# Supplied information:
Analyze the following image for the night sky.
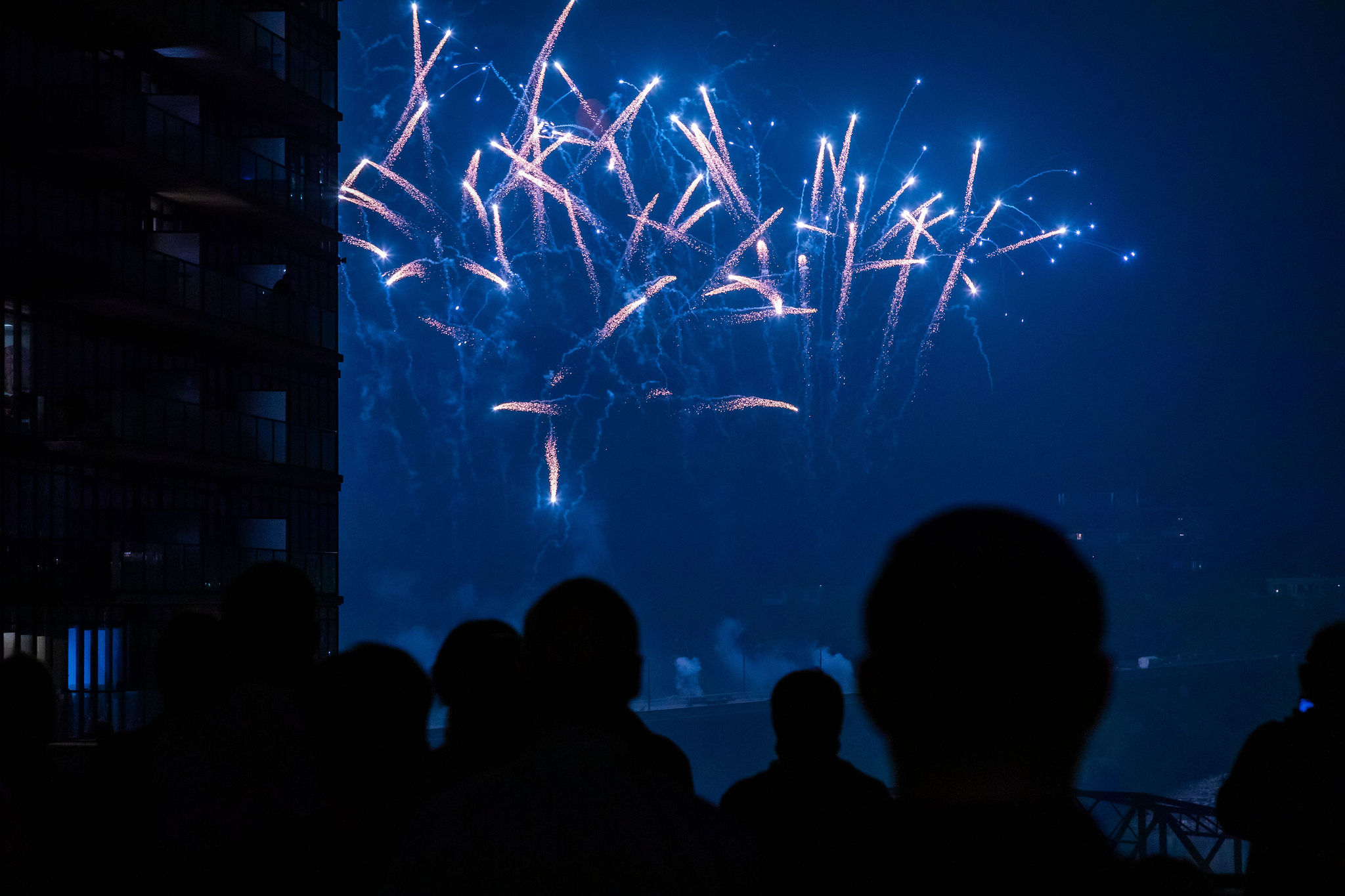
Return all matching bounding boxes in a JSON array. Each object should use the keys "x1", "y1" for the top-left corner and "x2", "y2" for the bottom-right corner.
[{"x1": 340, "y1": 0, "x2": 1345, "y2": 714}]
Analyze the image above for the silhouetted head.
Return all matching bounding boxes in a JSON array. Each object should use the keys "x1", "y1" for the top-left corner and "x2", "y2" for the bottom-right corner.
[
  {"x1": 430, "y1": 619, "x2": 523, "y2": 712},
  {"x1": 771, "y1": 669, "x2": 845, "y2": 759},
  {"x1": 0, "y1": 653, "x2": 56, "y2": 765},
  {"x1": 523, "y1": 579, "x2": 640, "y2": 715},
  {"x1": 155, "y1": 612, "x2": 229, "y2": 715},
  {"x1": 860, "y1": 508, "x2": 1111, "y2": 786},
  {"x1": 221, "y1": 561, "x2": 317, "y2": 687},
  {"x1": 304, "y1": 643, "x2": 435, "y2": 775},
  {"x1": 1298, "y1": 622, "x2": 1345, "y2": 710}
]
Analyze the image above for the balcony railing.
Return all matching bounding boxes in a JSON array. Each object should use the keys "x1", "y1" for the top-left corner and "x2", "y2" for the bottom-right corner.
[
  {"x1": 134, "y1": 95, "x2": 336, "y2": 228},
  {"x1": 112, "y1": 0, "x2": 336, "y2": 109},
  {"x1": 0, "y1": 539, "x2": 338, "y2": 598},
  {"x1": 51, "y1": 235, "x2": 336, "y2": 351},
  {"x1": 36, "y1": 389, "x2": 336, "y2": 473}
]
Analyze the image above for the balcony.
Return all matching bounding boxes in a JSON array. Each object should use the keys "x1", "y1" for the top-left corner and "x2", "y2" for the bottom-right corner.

# Work to complete:
Quote all of the data above word for word, leaving out the pictures.

# Full answer:
Analyze the following image for the night sky.
Return all matching bounding boxes in a JSON array. Each object should use the keys "x1", "y1" for the top-left corner and "x2", "y2" for the bottom-right corner.
[{"x1": 340, "y1": 0, "x2": 1345, "y2": 714}]
Analyze the image above for the silhouetted head.
Return all matching bounding boxes in a JSON array. Each object should use the keys "x1", "y1" for the top-left corner and "x2", "y2" for the bottom-right corner.
[
  {"x1": 430, "y1": 619, "x2": 523, "y2": 712},
  {"x1": 771, "y1": 669, "x2": 845, "y2": 759},
  {"x1": 0, "y1": 653, "x2": 56, "y2": 765},
  {"x1": 523, "y1": 579, "x2": 640, "y2": 715},
  {"x1": 155, "y1": 612, "x2": 229, "y2": 715},
  {"x1": 860, "y1": 508, "x2": 1111, "y2": 786},
  {"x1": 221, "y1": 561, "x2": 317, "y2": 687},
  {"x1": 304, "y1": 643, "x2": 435, "y2": 775},
  {"x1": 1298, "y1": 622, "x2": 1345, "y2": 710}
]
Analyze the image above for the balcony railing.
Return all matching bounding boxes in a JSON array. Each object should use the keys "x1", "y1" for the top-left corner and "x2", "y2" for the bottom-right corner.
[
  {"x1": 134, "y1": 95, "x2": 336, "y2": 228},
  {"x1": 112, "y1": 0, "x2": 336, "y2": 109},
  {"x1": 0, "y1": 539, "x2": 338, "y2": 598},
  {"x1": 51, "y1": 235, "x2": 336, "y2": 351},
  {"x1": 36, "y1": 389, "x2": 336, "y2": 473}
]
Analyze the image above for the balcony.
Return all matching bounding boxes in a JSON array. Each object should use the keys "x1", "y1" for the top-left corner and "x2", "y2" for the bottom-right corner.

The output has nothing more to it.